> **What to work on**: Reproduce word for word the lines running from the one containing "If you could segment every instance of the pedestrian, your" through the final line of the records, including both ends.

(Labeled contour entries)
══════════
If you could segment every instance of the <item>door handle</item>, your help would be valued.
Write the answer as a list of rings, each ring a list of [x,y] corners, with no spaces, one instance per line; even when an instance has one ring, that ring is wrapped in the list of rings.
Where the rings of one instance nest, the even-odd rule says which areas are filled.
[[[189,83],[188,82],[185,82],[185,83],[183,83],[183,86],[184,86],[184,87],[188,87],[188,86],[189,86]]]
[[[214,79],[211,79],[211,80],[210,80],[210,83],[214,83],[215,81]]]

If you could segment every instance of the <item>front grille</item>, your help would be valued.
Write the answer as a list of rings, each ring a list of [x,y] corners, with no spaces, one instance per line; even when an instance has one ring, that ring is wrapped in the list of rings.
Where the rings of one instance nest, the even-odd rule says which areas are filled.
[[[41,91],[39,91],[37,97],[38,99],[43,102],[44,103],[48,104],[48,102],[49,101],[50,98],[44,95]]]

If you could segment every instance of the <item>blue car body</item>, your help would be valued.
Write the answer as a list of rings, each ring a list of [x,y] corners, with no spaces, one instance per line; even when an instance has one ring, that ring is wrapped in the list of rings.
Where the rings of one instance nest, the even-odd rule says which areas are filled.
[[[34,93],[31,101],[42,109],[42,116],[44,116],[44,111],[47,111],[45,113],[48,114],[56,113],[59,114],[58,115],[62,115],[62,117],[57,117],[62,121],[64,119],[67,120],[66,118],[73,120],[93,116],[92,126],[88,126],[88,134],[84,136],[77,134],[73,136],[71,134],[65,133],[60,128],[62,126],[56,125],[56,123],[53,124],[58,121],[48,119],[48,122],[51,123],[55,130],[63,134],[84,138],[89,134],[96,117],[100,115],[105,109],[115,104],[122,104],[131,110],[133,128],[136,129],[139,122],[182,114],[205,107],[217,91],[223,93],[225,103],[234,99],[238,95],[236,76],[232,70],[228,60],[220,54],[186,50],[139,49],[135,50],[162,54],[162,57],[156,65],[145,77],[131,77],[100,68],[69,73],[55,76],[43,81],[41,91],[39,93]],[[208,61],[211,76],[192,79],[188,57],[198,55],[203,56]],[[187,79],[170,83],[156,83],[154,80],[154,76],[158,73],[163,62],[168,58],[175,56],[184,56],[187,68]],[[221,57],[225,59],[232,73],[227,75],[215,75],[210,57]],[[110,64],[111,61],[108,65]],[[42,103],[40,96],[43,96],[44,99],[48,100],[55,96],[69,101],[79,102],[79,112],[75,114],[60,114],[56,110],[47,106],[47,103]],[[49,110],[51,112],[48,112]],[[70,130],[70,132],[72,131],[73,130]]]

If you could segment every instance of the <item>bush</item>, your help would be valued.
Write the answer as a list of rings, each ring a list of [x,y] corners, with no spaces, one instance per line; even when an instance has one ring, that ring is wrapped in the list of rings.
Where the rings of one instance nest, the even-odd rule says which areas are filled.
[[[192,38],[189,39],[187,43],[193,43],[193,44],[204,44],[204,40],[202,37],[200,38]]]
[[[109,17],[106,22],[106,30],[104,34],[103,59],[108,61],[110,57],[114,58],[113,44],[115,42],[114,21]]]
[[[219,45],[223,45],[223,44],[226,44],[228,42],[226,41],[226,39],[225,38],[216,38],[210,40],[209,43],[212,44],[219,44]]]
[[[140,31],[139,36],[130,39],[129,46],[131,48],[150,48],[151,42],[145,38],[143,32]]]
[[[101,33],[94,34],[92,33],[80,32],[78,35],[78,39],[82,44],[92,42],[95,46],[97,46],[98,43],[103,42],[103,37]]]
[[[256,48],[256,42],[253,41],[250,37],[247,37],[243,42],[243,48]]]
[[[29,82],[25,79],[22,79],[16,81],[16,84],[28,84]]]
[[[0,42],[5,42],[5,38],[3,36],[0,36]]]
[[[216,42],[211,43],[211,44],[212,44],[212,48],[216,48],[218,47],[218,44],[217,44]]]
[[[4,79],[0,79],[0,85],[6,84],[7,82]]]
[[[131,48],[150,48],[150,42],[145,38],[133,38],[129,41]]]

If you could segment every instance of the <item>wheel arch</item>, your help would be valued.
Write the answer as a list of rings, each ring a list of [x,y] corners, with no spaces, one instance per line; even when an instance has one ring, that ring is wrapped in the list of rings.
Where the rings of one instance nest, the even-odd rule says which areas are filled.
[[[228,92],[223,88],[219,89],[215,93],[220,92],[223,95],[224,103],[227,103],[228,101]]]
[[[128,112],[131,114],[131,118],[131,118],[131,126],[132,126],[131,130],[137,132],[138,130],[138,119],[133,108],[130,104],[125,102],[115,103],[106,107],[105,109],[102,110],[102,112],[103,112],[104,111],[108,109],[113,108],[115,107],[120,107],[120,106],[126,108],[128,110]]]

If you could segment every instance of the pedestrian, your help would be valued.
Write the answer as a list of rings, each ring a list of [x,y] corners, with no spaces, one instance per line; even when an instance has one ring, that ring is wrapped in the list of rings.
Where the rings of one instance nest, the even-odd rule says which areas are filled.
══════════
> **Task answer**:
If you could segment every instance of the pedestrian, your help would be valued.
Write the answer as a list of rings, each ring a list of [x,y] corners, with no spaces, one instance per line; even when an instance has one ring, that ring is wrapped in the list of rings.
Where the rings of one instance nest, the even-odd rule says which areas are filled.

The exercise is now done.